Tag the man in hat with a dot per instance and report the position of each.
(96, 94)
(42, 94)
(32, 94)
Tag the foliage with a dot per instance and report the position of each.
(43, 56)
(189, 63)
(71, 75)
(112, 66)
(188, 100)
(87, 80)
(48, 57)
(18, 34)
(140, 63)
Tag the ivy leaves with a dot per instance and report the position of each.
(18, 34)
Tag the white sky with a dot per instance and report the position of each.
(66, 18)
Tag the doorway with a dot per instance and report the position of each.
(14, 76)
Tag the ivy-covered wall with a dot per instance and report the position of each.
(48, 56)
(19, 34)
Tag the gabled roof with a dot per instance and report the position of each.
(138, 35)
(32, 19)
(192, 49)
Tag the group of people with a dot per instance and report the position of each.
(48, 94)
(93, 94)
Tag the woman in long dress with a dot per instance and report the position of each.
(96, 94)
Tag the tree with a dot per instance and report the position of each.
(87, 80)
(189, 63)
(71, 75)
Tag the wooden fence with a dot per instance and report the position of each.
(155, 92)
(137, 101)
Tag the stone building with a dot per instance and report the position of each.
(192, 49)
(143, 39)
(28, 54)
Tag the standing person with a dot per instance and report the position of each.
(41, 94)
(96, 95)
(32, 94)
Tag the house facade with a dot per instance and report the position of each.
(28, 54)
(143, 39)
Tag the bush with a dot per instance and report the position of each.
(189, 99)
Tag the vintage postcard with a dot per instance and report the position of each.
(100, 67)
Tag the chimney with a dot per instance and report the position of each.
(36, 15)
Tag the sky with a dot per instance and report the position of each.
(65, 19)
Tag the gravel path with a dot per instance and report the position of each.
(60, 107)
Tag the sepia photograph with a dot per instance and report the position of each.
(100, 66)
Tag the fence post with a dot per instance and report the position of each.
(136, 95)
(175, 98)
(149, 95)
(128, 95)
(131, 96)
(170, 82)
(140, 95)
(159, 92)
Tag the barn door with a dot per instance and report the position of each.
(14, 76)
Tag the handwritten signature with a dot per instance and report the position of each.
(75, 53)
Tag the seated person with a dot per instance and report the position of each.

□ □ □ □

BRIEF: Please copy out the data exactly, from the line that contains "Tag the fence" through the last line of the data, including both of those lines.

TASK OUTPUT:
Tag the fence post with a dot per instance and report the position of each.
(136, 95)
(175, 98)
(149, 95)
(128, 95)
(131, 96)
(170, 82)
(140, 95)
(159, 92)
Tag the barn door with a dot per instance and report the position of each.
(14, 76)
Tag the handwritten signature with a dot per instance and report the position of each.
(75, 53)
Tag the seated person with a dot per instance and report the position of each.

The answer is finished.